** BEGIN Selection **

I’m not going to lie. I got a wee bit excited about this. But only because I thought it was a return for long lost glam popsters Marionette whom I unfondly remember seeing live back in the day. You must remember them? Ray Zell, Dave Veal, K.K. (not that one) and Pig. No? Your loss.
Turns out this Marionet are an eighties sort of punk band from Sweden. I say punk, it’s that sort of trashy in-between world where the members of Hanoi Rocks and Lords of the New Church who weren’t Michael Monroe or Stiv Bators lived after their brief days in the sun. – You know – Cherry Bombz, Cheap and Nasty, Kill City Dragons – that sort of world. But, yes, a wee bit punkier.

** END Selection **
** BEGIN Dataset content **

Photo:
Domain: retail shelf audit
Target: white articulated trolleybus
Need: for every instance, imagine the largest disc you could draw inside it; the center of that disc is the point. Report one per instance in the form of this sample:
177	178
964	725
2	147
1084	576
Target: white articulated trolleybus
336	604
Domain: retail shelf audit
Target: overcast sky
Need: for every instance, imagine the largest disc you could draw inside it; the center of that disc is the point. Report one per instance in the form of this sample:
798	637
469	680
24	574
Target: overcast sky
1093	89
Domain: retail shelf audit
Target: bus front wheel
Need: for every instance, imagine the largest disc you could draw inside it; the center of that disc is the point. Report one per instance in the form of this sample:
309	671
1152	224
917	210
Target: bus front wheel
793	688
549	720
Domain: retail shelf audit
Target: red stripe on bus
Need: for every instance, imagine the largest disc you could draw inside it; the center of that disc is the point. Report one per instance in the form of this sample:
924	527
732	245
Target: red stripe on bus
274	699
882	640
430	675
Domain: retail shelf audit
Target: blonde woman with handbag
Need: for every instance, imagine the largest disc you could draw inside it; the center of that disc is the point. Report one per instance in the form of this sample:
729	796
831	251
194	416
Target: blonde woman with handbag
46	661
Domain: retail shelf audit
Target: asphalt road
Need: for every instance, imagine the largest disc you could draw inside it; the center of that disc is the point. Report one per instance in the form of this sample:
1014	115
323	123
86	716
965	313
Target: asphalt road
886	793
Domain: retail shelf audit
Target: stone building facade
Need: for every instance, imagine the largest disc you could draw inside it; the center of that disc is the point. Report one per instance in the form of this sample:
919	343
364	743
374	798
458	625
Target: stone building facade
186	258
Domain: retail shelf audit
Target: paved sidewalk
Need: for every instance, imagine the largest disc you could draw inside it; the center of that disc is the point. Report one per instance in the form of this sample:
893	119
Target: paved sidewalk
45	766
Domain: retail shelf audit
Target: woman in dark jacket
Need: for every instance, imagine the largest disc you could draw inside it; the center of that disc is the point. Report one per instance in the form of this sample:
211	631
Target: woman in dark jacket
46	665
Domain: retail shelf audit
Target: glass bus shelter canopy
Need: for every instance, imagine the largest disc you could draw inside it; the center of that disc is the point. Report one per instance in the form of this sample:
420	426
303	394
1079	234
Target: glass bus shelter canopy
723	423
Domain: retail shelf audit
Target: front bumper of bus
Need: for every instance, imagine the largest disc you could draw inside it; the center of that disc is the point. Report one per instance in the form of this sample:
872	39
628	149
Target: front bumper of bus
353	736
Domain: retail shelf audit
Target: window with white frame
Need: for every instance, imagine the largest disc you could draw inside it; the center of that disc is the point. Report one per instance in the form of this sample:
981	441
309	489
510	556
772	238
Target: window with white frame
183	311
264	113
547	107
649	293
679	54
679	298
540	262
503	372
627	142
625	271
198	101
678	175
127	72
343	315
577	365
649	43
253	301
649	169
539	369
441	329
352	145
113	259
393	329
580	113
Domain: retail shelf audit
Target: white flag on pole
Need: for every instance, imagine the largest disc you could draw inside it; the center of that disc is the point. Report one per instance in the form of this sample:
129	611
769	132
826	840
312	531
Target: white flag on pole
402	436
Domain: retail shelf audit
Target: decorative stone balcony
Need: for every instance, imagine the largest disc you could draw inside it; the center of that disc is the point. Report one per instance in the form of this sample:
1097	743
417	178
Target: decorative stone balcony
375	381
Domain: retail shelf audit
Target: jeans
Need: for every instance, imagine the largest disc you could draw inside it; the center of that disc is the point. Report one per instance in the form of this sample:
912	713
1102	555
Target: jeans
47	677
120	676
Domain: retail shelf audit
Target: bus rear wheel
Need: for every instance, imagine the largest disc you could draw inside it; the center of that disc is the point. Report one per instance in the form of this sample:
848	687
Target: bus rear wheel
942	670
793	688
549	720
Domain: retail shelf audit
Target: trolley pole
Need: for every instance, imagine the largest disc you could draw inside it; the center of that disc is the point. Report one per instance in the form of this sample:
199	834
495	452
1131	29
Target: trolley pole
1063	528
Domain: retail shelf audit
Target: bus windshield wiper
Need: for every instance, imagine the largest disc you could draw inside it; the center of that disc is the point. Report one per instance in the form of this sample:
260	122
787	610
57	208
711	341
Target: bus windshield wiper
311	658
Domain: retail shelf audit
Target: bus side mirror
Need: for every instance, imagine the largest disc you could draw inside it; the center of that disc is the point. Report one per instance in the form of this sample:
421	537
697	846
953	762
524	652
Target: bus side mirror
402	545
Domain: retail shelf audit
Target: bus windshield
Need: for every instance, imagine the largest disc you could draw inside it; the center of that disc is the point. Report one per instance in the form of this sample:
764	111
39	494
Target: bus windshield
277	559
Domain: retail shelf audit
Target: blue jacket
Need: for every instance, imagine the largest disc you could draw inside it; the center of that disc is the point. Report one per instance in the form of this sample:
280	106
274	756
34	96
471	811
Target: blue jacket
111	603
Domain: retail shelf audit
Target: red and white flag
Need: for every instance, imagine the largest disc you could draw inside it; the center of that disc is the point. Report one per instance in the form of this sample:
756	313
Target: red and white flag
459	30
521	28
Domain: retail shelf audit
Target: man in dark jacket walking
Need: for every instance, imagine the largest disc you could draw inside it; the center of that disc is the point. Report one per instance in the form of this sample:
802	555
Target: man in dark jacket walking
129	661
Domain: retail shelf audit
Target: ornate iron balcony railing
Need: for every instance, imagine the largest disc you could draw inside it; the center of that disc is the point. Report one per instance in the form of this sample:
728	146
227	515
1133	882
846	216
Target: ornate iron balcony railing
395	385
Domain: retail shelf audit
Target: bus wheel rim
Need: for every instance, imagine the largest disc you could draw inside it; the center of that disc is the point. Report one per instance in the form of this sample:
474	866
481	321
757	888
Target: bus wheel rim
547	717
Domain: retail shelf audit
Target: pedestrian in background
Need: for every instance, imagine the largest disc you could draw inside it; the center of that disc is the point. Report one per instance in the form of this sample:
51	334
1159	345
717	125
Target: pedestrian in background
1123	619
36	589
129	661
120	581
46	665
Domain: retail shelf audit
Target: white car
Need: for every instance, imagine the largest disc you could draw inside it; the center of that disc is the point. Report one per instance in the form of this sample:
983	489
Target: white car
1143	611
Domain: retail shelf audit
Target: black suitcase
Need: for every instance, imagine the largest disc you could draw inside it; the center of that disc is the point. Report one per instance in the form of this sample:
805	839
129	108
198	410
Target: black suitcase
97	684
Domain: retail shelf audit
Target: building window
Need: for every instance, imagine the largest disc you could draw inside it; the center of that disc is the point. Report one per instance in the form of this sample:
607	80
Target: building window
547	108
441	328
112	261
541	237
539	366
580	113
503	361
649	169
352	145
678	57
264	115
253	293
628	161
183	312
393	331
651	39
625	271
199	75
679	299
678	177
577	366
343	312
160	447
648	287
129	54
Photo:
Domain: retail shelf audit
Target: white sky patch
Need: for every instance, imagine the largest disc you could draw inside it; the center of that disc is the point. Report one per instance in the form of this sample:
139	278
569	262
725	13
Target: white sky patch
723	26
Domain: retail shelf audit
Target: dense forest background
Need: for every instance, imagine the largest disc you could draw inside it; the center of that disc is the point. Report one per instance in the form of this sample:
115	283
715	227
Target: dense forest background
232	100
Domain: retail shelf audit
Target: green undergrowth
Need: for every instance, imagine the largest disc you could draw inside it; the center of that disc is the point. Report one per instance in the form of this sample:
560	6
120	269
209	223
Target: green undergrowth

** END Dataset content **

:: To-do list ::
- a) According to the Marionet review, what country is the band Marionet from?
- b) Continue the Marionet review from the point where it stops.

:: Results in order ::
- a) Sweden.

- b)
So this album was recorded in 1985 and never released. They did put out a few singles and cassettes before vanishing but several decades on, the tapes were found, cleaned up and are now released. They’re actually not that bad. I’ve still got my Hanoi Rocks fan club membership card from the early eighties so spent a lot of time in grotty clubs listening to the support acts for Southern Death Cult and their ilk. Marionet would have slotted in their just fine. It’s not a lost classic but as a snapshot of a moment in time it brought back lots of memories. Mainly bennies and speed. But it was the eighties so it disnae count.
An interesting curio.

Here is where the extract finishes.